───── SOURCE MATERIAL
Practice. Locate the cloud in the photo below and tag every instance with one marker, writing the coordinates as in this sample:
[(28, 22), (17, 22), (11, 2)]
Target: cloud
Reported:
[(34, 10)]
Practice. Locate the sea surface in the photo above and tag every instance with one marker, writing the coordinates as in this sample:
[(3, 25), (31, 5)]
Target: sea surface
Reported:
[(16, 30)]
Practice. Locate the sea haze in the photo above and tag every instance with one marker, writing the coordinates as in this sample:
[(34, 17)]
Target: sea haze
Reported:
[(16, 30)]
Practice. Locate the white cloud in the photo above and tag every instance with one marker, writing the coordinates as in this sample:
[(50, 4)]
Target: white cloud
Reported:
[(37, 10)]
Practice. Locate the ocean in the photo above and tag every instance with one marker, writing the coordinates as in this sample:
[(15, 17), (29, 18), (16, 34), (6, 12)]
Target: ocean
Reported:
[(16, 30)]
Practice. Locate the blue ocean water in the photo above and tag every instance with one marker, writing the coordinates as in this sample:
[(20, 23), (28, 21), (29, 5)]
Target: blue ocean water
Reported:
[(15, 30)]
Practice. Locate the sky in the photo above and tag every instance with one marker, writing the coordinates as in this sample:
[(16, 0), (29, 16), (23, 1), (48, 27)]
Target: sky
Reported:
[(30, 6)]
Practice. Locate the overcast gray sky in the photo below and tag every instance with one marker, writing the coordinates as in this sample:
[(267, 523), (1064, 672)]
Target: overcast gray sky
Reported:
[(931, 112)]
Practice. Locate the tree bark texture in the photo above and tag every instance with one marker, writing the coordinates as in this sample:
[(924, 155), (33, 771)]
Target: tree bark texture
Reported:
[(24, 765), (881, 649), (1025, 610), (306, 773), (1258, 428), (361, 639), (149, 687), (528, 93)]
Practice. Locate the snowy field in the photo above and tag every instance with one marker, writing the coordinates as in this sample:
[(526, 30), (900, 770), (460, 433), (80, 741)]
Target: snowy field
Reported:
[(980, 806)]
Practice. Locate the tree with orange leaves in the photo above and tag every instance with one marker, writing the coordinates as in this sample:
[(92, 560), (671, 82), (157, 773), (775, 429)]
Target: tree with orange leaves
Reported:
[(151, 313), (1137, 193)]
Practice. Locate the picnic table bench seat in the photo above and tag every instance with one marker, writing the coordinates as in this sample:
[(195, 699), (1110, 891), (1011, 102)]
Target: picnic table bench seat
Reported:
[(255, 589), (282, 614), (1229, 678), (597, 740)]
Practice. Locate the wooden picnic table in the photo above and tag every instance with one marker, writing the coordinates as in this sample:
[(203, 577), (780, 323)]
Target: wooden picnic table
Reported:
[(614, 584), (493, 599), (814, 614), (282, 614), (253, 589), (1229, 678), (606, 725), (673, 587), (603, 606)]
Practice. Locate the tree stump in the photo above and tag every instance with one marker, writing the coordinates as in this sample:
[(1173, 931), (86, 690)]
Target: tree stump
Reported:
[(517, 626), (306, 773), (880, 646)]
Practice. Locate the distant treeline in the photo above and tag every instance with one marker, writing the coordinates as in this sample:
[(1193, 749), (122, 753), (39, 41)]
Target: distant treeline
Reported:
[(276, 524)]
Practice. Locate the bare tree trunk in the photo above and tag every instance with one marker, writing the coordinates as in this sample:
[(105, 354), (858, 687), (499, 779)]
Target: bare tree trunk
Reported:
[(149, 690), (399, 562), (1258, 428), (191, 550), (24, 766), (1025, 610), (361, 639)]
──────────
- YOUR GOAL
Starting with the first line of the listing above and ending with the line that holds "Practice. Locate the ocean", return those lines exactly as written, both included.

- RESULT OF THE TASK
Practice. Locate the cloud in the photo below and tag every instance with one marker, writing the coordinates as in this sample:
[(28, 22), (17, 22), (11, 2)]
Target: cloud
Reported:
[(34, 10)]
Practice. Locate the sea surface in the photo above and tag every instance with one marker, writing the coordinates as in this sample:
[(3, 25), (31, 5)]
Target: sea surface
Reported:
[(16, 30)]
Practice. Locate the sea haze in the photo above and tag every instance with one marker, writing the coordinates as in this sample:
[(34, 17)]
Target: sea haze
Reported:
[(16, 30)]
Practice. Locate the white cloud in the photo above and tag every instance with one marker, writing the coordinates as in this sample:
[(50, 4)]
Target: white cloud
Reported:
[(37, 10)]
Practice. Locate the ocean in the photo above and tag every instance with one marker, writing the coordinates as in this sample:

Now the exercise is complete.